Find every line in the records below that contains the word "blue" and copy each of those lines. Case counts.

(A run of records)
################
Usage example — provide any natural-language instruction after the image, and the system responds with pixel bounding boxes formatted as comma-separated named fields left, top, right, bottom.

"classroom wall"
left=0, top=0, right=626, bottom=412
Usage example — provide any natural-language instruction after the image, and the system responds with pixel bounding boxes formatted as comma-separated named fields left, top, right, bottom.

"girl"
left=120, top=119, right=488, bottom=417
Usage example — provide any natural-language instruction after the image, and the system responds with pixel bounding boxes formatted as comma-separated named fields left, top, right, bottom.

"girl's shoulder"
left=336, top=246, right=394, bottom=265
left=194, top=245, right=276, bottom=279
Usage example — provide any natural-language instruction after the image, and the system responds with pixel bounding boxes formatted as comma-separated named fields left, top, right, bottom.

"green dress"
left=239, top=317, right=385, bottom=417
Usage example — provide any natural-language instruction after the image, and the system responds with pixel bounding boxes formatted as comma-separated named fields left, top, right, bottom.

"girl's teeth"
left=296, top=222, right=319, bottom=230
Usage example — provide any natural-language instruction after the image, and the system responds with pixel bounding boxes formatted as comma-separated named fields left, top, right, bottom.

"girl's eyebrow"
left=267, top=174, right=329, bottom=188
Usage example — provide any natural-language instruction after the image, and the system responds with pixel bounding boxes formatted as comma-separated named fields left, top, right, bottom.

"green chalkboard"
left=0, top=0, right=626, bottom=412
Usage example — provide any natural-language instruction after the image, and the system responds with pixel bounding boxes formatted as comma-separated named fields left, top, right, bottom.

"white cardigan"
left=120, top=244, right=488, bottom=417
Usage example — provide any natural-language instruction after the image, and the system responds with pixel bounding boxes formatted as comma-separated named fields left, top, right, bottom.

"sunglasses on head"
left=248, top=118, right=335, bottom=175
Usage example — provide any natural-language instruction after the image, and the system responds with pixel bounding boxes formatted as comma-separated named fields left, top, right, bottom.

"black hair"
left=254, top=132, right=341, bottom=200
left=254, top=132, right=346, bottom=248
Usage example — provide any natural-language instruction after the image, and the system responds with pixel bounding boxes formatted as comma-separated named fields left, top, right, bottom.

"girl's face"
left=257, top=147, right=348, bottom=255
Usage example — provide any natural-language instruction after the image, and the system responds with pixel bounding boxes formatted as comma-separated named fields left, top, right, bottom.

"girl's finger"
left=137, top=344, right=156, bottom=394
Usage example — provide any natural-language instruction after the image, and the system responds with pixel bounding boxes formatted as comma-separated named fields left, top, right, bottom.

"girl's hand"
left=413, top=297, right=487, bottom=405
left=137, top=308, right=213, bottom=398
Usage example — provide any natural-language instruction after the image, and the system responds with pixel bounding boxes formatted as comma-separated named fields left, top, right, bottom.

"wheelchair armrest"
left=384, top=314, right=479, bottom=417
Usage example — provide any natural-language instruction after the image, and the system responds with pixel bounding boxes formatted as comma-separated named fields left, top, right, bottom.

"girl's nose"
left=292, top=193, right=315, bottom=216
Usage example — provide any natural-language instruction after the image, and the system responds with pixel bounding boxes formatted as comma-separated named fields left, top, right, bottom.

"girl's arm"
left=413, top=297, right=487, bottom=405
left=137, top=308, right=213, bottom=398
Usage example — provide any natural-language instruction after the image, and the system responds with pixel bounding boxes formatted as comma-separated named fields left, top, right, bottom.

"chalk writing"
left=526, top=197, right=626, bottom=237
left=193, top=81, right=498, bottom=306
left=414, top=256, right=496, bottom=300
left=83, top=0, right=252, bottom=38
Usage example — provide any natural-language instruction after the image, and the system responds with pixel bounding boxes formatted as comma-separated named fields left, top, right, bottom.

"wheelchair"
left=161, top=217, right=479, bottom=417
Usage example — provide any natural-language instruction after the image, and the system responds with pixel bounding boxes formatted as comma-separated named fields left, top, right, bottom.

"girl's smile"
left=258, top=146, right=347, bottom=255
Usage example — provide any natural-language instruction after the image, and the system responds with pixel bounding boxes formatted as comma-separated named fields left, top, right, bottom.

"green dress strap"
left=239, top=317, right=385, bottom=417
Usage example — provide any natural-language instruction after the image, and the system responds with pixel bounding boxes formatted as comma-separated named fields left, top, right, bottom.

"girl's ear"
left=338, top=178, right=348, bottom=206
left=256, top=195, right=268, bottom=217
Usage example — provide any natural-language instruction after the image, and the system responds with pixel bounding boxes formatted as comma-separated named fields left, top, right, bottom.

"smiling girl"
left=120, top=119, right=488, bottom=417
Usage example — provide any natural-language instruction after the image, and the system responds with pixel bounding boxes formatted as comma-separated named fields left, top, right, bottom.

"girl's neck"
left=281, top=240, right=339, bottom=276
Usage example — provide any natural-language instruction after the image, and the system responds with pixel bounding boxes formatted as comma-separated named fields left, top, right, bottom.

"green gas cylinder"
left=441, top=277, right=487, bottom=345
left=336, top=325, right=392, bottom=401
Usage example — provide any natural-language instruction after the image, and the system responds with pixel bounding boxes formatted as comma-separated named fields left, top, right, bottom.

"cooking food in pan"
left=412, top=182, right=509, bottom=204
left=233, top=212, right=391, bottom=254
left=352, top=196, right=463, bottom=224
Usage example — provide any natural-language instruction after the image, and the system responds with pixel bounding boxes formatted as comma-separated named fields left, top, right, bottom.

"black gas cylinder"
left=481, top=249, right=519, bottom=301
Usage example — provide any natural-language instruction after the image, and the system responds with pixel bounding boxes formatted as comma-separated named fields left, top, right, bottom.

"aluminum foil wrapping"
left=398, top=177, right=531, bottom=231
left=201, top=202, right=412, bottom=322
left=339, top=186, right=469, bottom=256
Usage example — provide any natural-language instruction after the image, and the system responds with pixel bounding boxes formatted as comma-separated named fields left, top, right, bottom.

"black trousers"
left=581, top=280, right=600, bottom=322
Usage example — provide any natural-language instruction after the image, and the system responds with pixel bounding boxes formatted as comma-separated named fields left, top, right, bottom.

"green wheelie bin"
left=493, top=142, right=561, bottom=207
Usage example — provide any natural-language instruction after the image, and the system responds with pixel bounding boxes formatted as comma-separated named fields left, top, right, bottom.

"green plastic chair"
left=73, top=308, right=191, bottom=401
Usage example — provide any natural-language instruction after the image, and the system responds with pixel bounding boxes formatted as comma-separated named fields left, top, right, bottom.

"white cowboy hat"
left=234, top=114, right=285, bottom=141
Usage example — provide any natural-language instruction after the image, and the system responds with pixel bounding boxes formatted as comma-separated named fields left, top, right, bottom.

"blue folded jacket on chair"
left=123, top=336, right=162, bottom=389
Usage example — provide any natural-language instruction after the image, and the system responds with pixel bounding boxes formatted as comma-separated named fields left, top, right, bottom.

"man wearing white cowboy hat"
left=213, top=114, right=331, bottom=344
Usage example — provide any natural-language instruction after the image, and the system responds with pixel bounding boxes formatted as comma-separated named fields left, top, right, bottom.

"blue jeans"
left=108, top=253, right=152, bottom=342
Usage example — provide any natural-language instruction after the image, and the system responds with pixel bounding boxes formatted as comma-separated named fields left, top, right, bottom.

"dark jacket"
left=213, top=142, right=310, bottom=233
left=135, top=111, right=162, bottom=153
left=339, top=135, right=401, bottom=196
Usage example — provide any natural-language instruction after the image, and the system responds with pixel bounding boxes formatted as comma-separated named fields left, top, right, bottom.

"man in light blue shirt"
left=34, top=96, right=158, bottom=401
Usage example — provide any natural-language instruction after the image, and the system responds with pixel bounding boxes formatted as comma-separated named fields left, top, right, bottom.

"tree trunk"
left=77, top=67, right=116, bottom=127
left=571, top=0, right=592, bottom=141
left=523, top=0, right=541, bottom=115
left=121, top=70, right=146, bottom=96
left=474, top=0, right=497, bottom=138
################
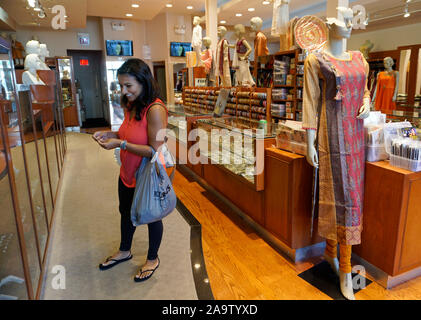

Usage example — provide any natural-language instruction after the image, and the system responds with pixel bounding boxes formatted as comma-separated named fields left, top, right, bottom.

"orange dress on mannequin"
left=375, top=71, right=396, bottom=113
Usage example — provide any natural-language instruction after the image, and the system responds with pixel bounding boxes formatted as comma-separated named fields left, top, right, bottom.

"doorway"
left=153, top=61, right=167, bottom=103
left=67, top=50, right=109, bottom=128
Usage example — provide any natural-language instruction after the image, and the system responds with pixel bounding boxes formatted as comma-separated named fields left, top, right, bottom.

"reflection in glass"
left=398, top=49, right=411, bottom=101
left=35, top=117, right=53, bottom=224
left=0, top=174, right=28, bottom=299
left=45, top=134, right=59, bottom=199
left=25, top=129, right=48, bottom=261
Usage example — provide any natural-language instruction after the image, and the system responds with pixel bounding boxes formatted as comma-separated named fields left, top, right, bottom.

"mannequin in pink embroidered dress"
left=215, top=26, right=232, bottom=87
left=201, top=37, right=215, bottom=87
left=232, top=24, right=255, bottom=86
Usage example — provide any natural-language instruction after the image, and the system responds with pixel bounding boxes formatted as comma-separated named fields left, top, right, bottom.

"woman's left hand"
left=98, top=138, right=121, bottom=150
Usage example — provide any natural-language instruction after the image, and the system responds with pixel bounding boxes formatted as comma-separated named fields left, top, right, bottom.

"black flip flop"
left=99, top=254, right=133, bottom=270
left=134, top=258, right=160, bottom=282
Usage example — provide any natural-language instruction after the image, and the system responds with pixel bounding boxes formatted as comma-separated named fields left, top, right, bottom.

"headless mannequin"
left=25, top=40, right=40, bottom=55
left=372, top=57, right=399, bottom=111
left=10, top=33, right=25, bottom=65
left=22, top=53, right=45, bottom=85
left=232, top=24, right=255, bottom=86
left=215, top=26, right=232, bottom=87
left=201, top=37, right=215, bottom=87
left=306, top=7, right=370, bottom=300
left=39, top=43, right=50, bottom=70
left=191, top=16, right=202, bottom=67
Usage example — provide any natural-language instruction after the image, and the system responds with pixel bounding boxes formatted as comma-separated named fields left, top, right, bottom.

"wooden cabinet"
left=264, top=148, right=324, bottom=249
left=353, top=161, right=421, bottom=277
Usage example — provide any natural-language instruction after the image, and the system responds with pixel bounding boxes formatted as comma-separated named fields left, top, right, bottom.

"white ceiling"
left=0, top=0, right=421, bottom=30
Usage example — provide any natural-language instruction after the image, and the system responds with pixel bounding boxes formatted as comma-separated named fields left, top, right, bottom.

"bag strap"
################
• _WRITTEN SOLUTION_:
"blue folded jacket on chair"
"blue jeans"
"man in light blue shirt"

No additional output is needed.